### DIRECTIVES
(1) Answer these questions from the forum thread, one per line, marked like the questions.
(a) How many bombs does ctiicda say this release is looking to be?
(b) According to ctiicda, what did Home Depot say about their mailbox sales?
(c) What does GreySmoke ask?
(2) Translate this sentence from the forum thread into Spanish: "I have decided to go a little bigger than the past!!"
(3) Copy the part of the forum thread that begins with the words "Just a little" and ends with "(Apr 20, 2008)".

### DOCUMENT
# Starting the day with a little plan!



## ctiicda (Jun 19, 2008)

Just a little heads up... the wife is leaving town tomorrow for the weekend and between golf and poker I am setting my next bomb... I have decided to go a little bigger than the past!! The only debate is how many? This release is looking to be somewhere around 20-25 bombs...:brick: I have thrown the big ones now time to spread the carnage. Home depot told me their mailbox sales are low so i am gonna try to help them out :biggrin:


----------



## eggwhites (Apr 20, 2008)

Holy Crap.... 20-25.... Holy Crap....


----------



## ngetal (Jul 6, 2008)

ctiicda said:


> ... Home depot told me their mailbox sales are low so i am gonna try to help them out :biggrin:


hey, that's great that you're doing your part to help keep the economy moving... :lol:


----------



## sseagle (Jun 5, 2008)

I hope I don't have to crap my pants...


----------



## CGARMAN23 (May 16, 2008)

Bombs away. Look out below


----------



## GreySmoke (Jan 11, 2008)

Just curious do you own a B&M or work at one?


----------



## Wunderdawg (May 1, 2008)

vivalanation734 said:


> Holy Crap.... 20-25.... Holy Crap....

### RECORDS PROVIDED
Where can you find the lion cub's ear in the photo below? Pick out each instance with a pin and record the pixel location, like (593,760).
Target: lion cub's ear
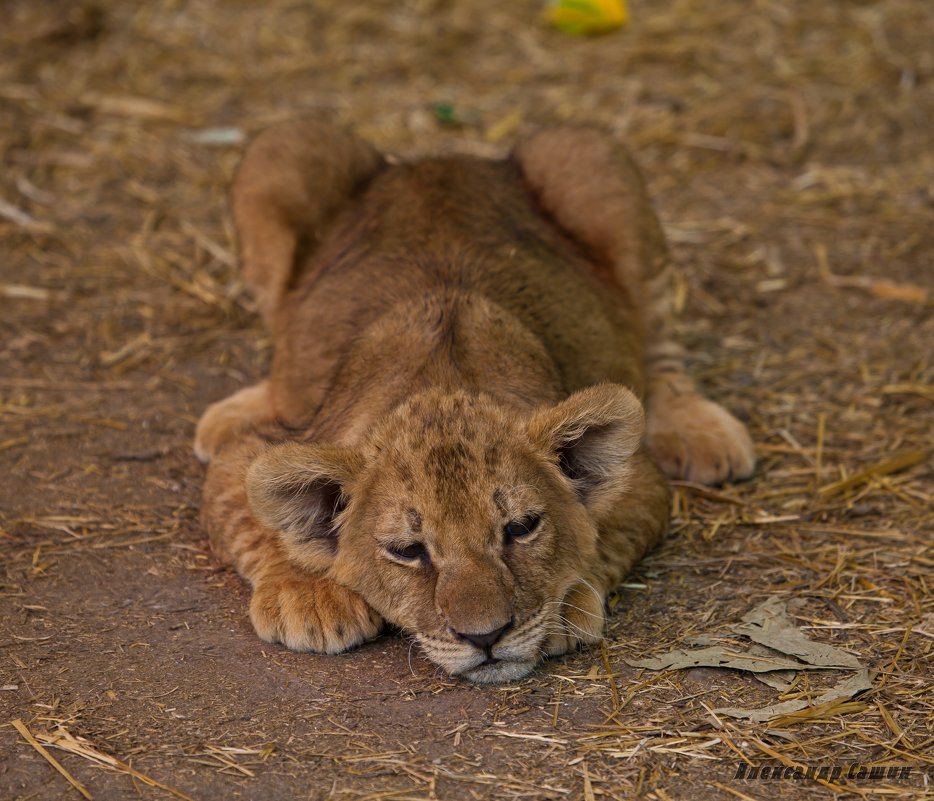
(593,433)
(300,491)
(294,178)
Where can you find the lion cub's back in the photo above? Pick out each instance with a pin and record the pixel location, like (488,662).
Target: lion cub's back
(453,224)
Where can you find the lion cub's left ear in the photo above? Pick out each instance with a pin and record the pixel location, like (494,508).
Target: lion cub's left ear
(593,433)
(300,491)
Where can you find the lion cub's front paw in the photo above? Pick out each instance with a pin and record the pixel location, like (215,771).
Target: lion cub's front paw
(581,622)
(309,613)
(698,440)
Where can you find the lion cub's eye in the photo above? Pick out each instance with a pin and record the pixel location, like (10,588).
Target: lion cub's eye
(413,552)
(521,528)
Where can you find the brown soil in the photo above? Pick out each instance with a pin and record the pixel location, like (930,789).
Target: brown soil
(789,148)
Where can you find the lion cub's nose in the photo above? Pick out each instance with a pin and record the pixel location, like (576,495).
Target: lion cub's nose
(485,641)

...

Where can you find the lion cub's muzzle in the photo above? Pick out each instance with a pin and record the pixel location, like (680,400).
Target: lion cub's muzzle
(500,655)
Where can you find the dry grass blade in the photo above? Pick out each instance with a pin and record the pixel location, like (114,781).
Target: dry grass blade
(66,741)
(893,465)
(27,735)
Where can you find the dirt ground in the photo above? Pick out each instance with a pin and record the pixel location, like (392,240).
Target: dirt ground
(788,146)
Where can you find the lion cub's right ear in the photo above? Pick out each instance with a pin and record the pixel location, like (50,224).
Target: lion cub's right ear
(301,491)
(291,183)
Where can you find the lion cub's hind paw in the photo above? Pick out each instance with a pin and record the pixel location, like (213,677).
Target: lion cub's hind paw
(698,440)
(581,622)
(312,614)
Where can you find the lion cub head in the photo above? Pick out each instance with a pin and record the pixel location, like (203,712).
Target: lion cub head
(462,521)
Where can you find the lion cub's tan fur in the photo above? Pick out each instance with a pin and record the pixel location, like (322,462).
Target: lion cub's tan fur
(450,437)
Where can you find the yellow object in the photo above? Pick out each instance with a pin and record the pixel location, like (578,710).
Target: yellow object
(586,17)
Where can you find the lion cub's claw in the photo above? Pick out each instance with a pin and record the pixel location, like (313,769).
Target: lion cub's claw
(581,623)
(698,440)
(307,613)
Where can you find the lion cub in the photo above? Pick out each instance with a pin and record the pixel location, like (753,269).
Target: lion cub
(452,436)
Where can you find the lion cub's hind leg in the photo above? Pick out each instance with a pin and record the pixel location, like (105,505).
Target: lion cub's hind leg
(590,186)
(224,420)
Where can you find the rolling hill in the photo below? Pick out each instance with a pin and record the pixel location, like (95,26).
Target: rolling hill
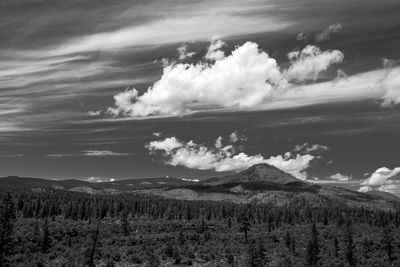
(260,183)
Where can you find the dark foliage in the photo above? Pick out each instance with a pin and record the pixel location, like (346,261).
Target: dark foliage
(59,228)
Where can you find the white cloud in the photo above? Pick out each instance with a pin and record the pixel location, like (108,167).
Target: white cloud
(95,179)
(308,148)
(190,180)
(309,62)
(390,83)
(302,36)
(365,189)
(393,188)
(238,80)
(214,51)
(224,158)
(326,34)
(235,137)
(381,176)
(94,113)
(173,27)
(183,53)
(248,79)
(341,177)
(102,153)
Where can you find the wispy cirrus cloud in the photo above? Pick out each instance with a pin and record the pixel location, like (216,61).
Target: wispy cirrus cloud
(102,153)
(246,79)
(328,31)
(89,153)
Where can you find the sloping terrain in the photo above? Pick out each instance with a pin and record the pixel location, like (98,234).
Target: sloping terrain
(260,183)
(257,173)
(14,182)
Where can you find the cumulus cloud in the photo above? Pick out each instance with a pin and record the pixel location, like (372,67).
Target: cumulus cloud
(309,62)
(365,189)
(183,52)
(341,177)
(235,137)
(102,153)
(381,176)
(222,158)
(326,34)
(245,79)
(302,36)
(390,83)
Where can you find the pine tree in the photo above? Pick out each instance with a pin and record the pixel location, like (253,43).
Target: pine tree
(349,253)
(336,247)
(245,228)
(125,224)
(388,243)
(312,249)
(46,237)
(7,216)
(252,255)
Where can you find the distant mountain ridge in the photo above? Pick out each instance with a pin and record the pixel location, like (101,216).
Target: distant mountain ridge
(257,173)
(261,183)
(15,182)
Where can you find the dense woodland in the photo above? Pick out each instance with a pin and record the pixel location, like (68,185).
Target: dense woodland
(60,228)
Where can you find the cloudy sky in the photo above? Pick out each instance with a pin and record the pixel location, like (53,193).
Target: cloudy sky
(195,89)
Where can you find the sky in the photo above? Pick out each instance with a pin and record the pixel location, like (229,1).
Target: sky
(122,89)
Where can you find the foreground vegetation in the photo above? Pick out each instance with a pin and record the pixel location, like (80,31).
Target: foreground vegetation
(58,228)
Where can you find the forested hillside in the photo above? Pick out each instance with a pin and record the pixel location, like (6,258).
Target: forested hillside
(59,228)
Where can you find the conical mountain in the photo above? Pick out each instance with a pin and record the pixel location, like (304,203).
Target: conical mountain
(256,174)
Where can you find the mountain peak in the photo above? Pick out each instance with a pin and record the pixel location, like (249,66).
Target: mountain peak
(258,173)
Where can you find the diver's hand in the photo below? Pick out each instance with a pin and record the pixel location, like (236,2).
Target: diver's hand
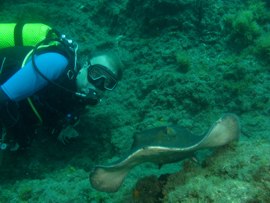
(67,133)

==

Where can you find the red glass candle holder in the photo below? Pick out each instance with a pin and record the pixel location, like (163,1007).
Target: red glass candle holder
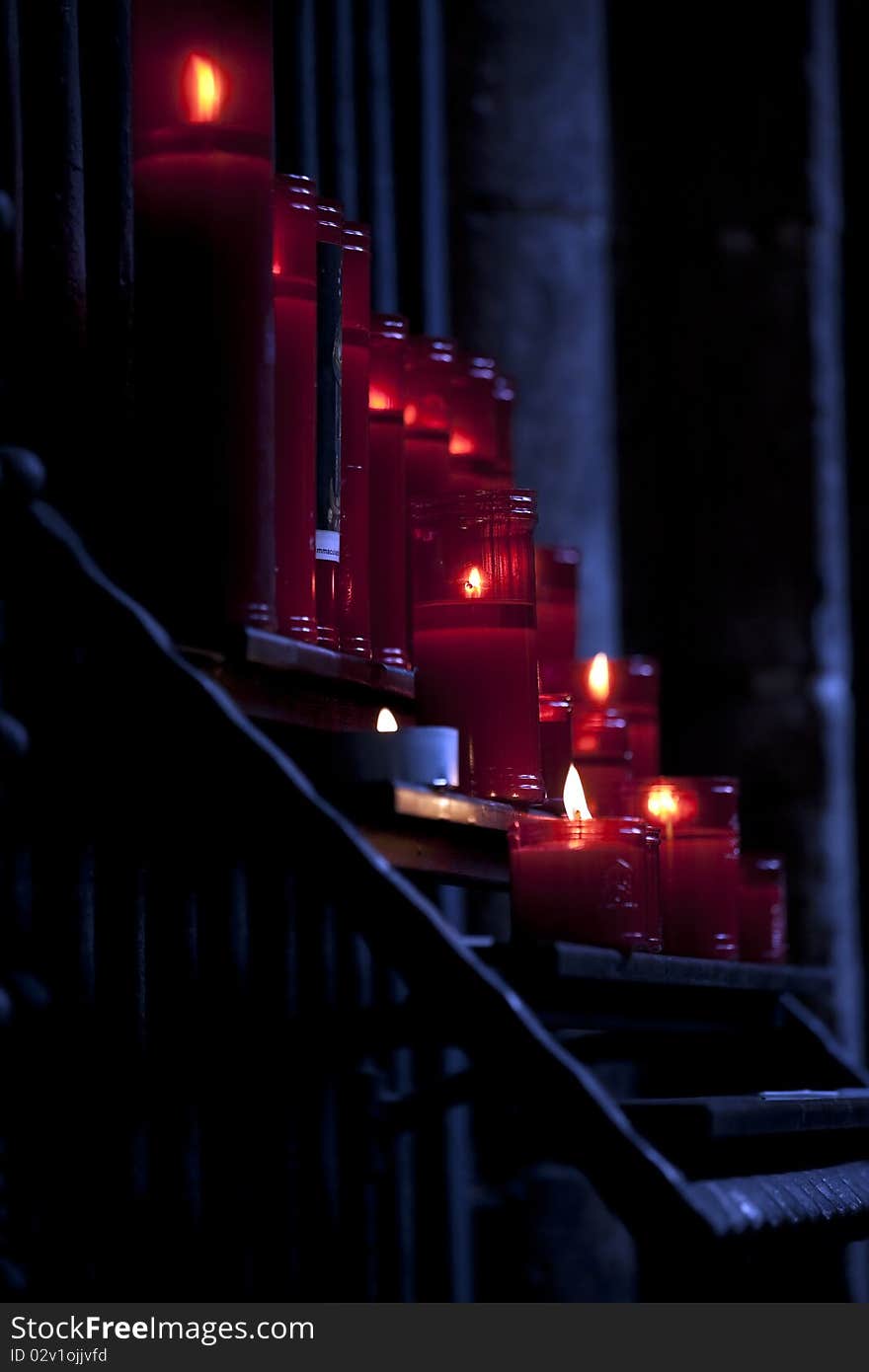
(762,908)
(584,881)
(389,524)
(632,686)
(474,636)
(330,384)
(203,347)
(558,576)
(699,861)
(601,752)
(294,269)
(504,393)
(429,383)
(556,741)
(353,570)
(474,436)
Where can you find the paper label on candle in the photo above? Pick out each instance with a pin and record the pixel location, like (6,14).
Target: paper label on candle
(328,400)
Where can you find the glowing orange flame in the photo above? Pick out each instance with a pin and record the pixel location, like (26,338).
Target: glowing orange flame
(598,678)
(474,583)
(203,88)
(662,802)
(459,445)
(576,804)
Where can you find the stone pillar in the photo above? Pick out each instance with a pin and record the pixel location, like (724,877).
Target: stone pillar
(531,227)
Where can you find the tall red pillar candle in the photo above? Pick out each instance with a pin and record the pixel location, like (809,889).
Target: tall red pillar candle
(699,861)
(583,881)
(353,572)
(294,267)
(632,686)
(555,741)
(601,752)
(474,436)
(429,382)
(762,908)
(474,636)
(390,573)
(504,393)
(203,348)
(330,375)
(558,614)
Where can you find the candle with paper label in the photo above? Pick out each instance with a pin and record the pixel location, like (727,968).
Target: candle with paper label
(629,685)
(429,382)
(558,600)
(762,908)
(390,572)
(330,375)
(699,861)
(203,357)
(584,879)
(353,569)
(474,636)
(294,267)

### FINAL RESULTS
(1)
(a) Somewhere around 20-25 bombs.
(b) That their mailbox sales are low.
(c) Whether the person owns a B&M or works at one.

(2) ¡¡He decidido ir un poco más a lo grande que en el pasado!!

(3)
Just a little heads up... the wife is leaving town tomorrow for the weekend and between golf and poker I am setting my next bomb... I have decided to go a little bigger than the past!! The only debate is how many? This release is looking to be somewhere around 20-25 bombs...:brick: I have thrown the big ones now time to spread the carnage. Home depot told me their mailbox sales are low so i am gonna try to help them out :biggrin:


----------



## eggwhites (Apr 20, 2008)